__TEXT__
‘I could settle down and live here’
By Madhur Jaffrey
Published: September 22 2006
I am sitting at a long, generous table set this evening to accommodate 14 of Colombo’s movers and shakers. “Koluu”, our host, is a caterer, restaurateur and a high priest of Sri Lankan food, one of those rare geniuses who have a perfect pitch for both design and the culinary graces.
He has already plied us with drinks, served on his cool front verandah, accompanied by what Sri Lankans charmingly call “short eats”, in this case mouth-wateringly scrumptious, crisp fish balls (malu cutliss) and pork curry (ooroomas curry) placed on wedges of a coconut- flavoured flatbread (roti).
For the second act of this meal, we are led into a pillared dining pavilion that is partly open to the elements to catch the evening air. We have a superb fish mulligatawny soup. This is only a start. Parallel to the dining table is another even longer refectory-type table groaning under the weight of the main rice-and-curry course.
The version of this Sri Lankan staple cooked by Koluu (whose real name is Hemalallindre Ranawake) consists of 25 dishes at least, most ensconced in traditional terracotta pots. There are rices (yellow rice, coconut rice) noodles (string hoppers), curries (coconut, jackfruit, cashew, onion and tomato, beef, tripe, mutton ball, fish, prawn), vegetables (okra, wing beans, green beans, eggplant), sambals (coconut, dried fish, onion), pickles and of course the salad-like mallungs. The last, unique to Sri Lanka, generally consist of vitamin-rich greens, chopped, quickly wilted over low heat and seasoned.
Sri Lanka, a teardrop-shaped tropical island that hangs like an off-centre pendant just below the coastline of south-eastern India, has a cuisine that nods its acknowledgement to the two South Indian states closest to it, Kerala and Tamil Nadu, but then veers off in a direction gloriously its own.
One part of the pendant’s chain – in culinary and geographic terms – connects it with India, where many of its inhabitants and its main religion, Buddhism, came from some millennia ago. The other, when you look at its fruit and seasonings, gives evidence of its primeval links to Malaysia and Indonesia. And then there are the influences of its early Arab traders, and its succession of colonial masters anxious for a piece of the spice trade, the Portuguese, Dutch and finally the British.

__SOURCE EXCERPT__

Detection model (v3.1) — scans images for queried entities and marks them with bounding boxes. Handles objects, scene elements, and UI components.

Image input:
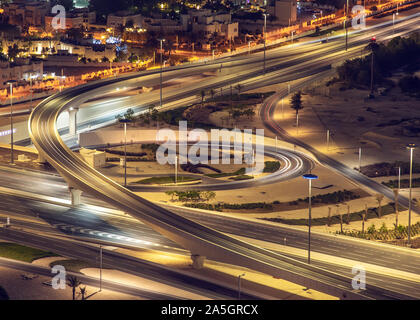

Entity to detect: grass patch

__EXERCISE__
Continue the article on Sri Lankan food from the point where it stops.

__WRITTEN RESPONSE__
On this, my first visit to Sri Lanka, I land in Colombo in the dead of night and then am whisked off to the south-western port city of Galle (pronounced ‘Gaul’) by car, set to arrive there in time for breakfast.
As the sky lightens, I can see that we are driving down a busy, narrow road that snakes southwards, hugging the west coast. Uniformed children with dark, coconut-oiled hair walk to school in giggling groups. Some play cricket on empty beaches. Bananas and papayas fruit in tropical abundance. I can see thousands of proud coconut palms that withstood the tsunami still leaning generously towards the sea as if they bear it no grudges.
Galle is a large sprawling city but its prettiest part, where I am to stay, is a small, colonial township, set within a thick-walled fortress on a south-facing promontory. Once Sri Lanka’s main port where Solomon is said to have traded in jewels, peacocks and spices, this area, known as the Galle Fort, was occupied by the Portuguese in the late 16th century, the Dutch in the 17th and early 18th centuries, and then by the British, who held it from 1796 until independence in 1948.
Somehow, the whole township – now a Unesco world heritage site – stayed mostly the way the Dutch had built it, with verandah-fronted homes, in ochre and lime wash, standing neatly side by side along narrow streets laid out in a grid formation.
The Galle Fort Hotel, in the heart of the township and once a crumbling Dutch villa, has like many homes here been completely renovated. The present owners, armed with unfailing good taste and culinary skills, came from Australia and despite tribulations, including the tsunami that swept through the Fort, have opened what must be one of South Asia’s most exquisite yet casual boutique hotels.
My room, I should say my suite, has a four-poster bed with mosquito netting. The sheets, the pillows, the light throw are all luxurious. I could just settle down and live here.
Breakfast, offered on the inside verandah, which looks out on the welcoming inner garden with its cool pool and frangipani trees, offers tropical fruit, home-made granola, local yoghurt and honey for the western traveller on a regimen. For the more adventurous, there are appa or hoppers, cup-shaped pancakes of South Indian ancestry with crisp edges and spongy bottoms, served with spicy sambals.
After breakfast, I hasten to the kitchen where the chef is to prepare a traditional rice and curry tiffin for the evening. I want to catalogue the uniqueness of Sri Lankan curries: a tuna fish curry, malu ambulthiyal, is soured with goraka, the skin from a fruit of the mangosteen family that is dried over home hearths giving it a slightly smoky aroma. A chicken curry, kukulmas curry, may be flavoured with the three fresh culinary aromatics of this land, curry leaves, pandanaus or screw-pine leaves (rampe) and lemon grass. These are to be served with rice, of course, and a salad-like sambal of fried slivers of okra tossed with sliced shallots, tomatoes, chillies, lime juice and pounded Maldive fish. The last, mandaka sambal, verges on perfection.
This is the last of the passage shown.